> [EXTRACTED RECORDS]:

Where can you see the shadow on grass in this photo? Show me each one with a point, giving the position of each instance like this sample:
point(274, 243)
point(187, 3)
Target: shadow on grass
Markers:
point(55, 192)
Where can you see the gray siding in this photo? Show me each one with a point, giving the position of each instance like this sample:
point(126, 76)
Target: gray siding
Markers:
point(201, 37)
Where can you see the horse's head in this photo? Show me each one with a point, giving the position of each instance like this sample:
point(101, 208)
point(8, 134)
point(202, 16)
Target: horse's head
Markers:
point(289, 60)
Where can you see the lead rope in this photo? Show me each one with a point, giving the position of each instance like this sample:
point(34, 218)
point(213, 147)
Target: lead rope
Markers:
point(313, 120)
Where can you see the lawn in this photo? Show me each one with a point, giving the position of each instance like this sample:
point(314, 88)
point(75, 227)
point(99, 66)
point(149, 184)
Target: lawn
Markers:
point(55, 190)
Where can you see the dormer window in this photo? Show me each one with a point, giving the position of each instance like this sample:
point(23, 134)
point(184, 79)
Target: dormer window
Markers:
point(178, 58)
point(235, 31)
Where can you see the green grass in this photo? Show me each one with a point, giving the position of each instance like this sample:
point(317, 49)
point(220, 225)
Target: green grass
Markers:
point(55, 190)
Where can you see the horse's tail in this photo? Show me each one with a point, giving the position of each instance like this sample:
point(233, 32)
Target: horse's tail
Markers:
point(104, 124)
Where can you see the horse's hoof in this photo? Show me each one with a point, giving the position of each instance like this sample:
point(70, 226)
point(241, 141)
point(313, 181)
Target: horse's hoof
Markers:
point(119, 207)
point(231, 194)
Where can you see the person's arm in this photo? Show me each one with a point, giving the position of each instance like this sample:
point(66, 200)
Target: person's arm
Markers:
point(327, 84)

> [OBJECTIVE]: Retype each record exactly, leaving nothing out.

> [COMPLETE ANSWER]:
Where can you see the shadow on grass in this photo? Show me each one with a point, giving the position of each instance like this sample:
point(274, 243)
point(187, 3)
Target: shadow on grass
Markers:
point(55, 192)
Where can you see the gray siding in this photo? Show me each one with a point, giving the position of each instance like this sample:
point(126, 76)
Target: gray siding
Markers:
point(201, 37)
Where can you see the horse's head in this photo? Show me each one with a point, giving the position of each instance like this sample:
point(101, 208)
point(8, 134)
point(202, 16)
Target: horse's head
Markers:
point(289, 60)
Where can you see the lead rope in this photo? Show me each one with a point, giving the position of each instance like this sample:
point(34, 218)
point(213, 147)
Target: lead rope
Markers:
point(313, 120)
Where can you see the lawn in this photo? Show me each one with a point, giving the position of each instance like this sample:
point(314, 88)
point(75, 227)
point(99, 66)
point(149, 184)
Target: lawn
Markers:
point(55, 190)
Where can you see the dormer window in this photo? Show me each one with a point, giving the position of each instance like this sample:
point(23, 134)
point(184, 79)
Target: dormer window
Markers:
point(178, 58)
point(235, 31)
Where can you see the green grass in this photo? Show me each one with a point, giving the position of each instance like this sample:
point(317, 49)
point(220, 225)
Target: green grass
Markers:
point(55, 190)
Where can you see the horse's tail in this photo? Show me each one with a point, giving the position of each instance like this sample:
point(233, 32)
Target: horse's tail
Markers:
point(104, 124)
Where can you see the horse's hoof in this photo? Show me each one with a point, giving the position of each instance like this sample:
point(70, 226)
point(241, 141)
point(313, 181)
Target: horse's hoof
Markers:
point(119, 207)
point(231, 194)
Where can you see the person's arm in this photo? Show me each one with a point, giving the position of each instance like this sample:
point(66, 200)
Target: person's arm
Markers:
point(327, 84)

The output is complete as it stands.